INSTRUCTIONS FOR THE TASK :: Exactly the lines from the one with "In this picture, where can the background" to the end of the data below should be set down, and no others.

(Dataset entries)
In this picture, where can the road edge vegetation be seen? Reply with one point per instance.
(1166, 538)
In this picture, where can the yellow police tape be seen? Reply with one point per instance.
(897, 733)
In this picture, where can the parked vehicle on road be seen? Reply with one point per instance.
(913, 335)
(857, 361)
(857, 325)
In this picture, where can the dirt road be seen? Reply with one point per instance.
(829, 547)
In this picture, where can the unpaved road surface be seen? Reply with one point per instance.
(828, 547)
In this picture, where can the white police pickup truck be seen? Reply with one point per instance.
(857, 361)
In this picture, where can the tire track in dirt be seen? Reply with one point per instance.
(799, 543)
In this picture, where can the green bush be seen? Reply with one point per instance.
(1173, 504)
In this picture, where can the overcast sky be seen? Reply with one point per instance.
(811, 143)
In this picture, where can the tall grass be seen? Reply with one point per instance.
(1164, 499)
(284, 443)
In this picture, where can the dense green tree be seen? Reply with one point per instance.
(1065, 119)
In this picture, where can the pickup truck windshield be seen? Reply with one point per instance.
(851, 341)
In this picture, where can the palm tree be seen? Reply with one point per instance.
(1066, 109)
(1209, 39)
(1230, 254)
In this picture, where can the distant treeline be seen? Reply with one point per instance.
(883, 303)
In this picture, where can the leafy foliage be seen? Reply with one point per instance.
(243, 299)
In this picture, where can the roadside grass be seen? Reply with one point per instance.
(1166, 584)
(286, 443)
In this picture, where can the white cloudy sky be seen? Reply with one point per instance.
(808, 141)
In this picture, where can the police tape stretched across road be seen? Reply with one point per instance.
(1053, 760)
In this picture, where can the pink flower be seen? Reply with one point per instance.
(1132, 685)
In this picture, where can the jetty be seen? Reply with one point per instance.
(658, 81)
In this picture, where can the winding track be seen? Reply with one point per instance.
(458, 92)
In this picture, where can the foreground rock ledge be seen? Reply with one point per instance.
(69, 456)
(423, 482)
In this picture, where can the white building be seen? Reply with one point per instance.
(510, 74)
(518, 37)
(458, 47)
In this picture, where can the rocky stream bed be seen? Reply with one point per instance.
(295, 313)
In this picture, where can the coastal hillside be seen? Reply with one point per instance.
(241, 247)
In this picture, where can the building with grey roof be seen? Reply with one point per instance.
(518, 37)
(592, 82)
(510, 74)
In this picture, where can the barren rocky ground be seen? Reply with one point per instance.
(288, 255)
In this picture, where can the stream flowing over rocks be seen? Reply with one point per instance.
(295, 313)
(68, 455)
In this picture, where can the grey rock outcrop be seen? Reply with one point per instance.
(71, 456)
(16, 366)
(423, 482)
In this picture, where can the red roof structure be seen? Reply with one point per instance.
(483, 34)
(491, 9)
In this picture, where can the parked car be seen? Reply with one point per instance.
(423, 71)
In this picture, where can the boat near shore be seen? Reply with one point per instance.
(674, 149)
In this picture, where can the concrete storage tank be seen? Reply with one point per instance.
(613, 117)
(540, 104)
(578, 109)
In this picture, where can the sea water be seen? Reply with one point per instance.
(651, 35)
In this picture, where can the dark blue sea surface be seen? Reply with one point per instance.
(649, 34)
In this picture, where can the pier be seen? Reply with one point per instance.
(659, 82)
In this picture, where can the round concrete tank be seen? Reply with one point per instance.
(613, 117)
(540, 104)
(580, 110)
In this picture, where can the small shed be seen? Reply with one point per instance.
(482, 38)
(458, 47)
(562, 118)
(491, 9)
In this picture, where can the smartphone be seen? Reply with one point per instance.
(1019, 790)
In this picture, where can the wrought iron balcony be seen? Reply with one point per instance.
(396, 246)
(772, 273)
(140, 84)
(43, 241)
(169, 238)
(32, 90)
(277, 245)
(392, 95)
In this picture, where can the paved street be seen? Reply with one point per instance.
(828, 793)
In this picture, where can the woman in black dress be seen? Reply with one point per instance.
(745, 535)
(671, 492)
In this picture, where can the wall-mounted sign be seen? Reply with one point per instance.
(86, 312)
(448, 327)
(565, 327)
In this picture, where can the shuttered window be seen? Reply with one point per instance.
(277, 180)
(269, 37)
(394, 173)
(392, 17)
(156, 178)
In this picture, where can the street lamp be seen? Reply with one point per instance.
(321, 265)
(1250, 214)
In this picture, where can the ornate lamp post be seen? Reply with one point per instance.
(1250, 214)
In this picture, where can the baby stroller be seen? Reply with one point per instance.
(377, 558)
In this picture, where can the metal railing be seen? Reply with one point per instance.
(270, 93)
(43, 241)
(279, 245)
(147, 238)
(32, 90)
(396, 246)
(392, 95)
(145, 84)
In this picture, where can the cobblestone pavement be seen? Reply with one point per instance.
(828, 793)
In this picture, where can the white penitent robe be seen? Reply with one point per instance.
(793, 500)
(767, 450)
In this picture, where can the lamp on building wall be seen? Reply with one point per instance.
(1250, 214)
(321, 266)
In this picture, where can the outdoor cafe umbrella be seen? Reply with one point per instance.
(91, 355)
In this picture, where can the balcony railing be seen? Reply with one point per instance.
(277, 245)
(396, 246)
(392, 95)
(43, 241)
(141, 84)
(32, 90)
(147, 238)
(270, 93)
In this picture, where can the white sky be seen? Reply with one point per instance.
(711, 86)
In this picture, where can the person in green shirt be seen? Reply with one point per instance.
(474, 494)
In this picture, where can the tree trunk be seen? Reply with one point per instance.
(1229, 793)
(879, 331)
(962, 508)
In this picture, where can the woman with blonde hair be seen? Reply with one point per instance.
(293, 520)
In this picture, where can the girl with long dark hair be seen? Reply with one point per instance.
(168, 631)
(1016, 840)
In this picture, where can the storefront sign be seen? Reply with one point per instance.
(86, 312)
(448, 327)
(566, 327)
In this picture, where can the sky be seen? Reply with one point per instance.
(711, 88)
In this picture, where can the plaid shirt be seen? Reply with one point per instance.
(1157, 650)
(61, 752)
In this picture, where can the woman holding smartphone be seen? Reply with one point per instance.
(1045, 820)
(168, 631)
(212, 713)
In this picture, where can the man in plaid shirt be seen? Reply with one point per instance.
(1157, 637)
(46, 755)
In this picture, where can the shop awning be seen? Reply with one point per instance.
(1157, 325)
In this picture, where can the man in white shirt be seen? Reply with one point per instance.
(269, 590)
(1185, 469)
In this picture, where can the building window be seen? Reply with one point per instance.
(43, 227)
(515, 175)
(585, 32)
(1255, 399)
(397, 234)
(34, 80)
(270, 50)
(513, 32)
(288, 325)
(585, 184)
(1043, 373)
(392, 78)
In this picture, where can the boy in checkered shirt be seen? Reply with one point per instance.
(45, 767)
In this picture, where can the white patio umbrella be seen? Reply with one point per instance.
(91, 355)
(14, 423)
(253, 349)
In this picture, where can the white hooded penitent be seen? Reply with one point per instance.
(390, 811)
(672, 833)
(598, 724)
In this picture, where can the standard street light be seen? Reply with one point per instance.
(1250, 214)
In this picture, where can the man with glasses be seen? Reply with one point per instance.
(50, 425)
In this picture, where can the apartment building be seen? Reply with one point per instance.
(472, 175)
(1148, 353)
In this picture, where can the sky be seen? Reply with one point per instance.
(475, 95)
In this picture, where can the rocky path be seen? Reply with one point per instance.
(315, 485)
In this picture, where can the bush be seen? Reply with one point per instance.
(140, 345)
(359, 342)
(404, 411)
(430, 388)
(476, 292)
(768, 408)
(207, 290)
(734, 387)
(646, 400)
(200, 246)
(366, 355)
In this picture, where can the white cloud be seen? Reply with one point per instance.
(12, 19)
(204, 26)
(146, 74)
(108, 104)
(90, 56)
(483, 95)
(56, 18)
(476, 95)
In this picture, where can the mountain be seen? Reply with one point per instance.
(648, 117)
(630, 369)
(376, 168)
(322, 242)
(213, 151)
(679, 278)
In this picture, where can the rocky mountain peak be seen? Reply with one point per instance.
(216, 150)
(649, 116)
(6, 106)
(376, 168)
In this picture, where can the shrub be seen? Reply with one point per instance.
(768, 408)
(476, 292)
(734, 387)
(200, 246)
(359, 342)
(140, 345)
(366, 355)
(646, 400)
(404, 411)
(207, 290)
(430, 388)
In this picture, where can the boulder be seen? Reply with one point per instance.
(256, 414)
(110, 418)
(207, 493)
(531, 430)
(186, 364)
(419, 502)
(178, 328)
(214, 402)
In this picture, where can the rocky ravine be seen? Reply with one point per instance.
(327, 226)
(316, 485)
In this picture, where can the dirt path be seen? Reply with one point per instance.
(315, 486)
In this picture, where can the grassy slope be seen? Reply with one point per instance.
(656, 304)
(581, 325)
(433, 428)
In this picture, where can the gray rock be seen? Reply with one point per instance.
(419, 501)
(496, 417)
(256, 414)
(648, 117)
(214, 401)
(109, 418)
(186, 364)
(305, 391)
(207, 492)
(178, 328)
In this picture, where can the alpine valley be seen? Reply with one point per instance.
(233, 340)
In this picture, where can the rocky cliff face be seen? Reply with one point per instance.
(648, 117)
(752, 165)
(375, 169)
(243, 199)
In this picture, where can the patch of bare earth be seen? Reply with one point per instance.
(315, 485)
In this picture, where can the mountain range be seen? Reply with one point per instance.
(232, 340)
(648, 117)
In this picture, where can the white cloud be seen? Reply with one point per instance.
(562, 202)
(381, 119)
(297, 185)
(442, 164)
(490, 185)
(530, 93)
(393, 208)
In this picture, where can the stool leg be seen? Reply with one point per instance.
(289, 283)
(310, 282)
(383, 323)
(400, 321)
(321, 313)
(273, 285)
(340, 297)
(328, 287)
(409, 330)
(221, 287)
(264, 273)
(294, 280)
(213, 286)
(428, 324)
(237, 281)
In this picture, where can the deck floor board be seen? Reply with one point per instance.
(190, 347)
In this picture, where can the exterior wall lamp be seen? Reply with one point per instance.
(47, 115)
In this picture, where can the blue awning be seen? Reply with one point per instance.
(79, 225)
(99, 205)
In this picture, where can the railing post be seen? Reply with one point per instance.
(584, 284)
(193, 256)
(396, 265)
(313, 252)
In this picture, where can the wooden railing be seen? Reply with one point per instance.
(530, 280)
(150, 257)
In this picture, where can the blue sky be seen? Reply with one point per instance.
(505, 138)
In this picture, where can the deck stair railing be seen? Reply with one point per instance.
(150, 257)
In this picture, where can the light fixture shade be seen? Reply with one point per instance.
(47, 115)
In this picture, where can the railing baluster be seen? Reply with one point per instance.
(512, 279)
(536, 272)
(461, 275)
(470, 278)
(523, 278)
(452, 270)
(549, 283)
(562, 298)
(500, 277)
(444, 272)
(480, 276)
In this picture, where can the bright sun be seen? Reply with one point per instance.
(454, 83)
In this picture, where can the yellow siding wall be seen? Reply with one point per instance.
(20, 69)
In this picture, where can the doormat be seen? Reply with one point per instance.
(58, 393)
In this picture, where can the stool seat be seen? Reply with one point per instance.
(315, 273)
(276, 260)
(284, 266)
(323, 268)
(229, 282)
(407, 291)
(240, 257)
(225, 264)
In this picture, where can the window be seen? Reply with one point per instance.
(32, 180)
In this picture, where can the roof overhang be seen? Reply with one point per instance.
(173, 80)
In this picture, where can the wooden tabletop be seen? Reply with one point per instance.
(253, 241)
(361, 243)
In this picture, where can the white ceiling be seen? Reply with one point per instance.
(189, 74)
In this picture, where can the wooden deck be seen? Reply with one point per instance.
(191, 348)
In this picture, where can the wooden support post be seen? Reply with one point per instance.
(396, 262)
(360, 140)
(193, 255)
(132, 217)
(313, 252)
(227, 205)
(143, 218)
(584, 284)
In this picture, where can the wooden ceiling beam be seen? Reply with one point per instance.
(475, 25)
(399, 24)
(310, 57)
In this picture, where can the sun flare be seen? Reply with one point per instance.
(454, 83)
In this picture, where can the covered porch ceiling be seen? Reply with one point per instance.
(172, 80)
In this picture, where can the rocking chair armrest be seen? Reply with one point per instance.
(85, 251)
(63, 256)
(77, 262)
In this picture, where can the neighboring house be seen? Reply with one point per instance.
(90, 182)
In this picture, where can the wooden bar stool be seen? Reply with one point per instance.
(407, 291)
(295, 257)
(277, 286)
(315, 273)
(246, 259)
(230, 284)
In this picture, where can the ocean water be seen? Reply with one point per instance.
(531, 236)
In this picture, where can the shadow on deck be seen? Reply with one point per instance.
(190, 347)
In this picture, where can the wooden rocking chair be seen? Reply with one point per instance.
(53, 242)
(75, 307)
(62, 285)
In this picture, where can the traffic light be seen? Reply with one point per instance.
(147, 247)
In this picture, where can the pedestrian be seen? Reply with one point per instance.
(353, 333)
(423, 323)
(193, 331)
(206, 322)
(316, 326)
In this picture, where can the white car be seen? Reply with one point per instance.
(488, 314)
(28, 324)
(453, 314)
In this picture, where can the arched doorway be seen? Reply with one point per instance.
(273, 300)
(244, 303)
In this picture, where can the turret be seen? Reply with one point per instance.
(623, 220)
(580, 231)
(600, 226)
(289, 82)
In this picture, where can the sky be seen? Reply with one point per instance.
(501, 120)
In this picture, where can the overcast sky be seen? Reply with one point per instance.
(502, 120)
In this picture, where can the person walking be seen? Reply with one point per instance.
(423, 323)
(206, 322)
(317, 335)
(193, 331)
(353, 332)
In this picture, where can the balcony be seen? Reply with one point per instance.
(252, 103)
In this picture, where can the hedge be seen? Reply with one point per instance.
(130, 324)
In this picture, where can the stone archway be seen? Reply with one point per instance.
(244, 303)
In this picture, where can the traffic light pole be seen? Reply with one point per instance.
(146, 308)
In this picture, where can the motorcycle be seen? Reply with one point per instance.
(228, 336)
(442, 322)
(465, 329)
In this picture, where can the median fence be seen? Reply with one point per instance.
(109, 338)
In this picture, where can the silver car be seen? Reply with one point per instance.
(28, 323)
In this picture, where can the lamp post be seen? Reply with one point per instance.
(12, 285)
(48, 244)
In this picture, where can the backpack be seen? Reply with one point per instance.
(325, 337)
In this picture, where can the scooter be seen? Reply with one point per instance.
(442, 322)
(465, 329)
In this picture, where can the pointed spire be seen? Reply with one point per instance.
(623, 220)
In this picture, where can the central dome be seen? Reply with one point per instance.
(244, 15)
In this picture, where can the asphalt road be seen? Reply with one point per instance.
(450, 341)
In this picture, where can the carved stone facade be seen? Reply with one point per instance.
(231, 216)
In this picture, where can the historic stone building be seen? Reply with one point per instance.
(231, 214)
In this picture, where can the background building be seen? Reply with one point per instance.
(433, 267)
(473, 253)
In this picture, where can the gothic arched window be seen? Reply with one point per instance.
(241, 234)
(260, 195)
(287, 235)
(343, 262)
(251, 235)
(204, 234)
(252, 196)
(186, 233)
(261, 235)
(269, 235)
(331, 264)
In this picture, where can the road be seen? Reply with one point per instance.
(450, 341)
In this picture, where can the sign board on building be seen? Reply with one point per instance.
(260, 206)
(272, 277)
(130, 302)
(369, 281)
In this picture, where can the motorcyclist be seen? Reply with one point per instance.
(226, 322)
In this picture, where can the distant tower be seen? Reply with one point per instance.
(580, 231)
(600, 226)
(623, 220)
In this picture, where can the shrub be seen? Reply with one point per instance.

SOLVED PROBLEM ::
In this picture, where can the background building be seen? Reply with one point per instance.
(433, 267)
(473, 253)
In this picture, where can the gothic arched window be seen? Reply with one point per instance.
(241, 234)
(260, 195)
(287, 235)
(343, 262)
(251, 235)
(204, 234)
(252, 196)
(186, 233)
(261, 235)
(269, 235)
(331, 264)
In this picture, where can the road be seen? Reply with one point per instance.
(450, 341)
In this picture, where can the sign board on building be seen? Reply with one point per instance.
(260, 206)
(272, 277)
(130, 302)
(369, 281)
In this picture, where can the motorcyclist be seen? Reply with one point per instance.
(226, 322)
In this picture, where can the distant tower be seen? Reply with one point per instance.
(580, 231)
(600, 226)
(623, 220)
In this picture, where can the shrub be seen? Reply with one point per instance.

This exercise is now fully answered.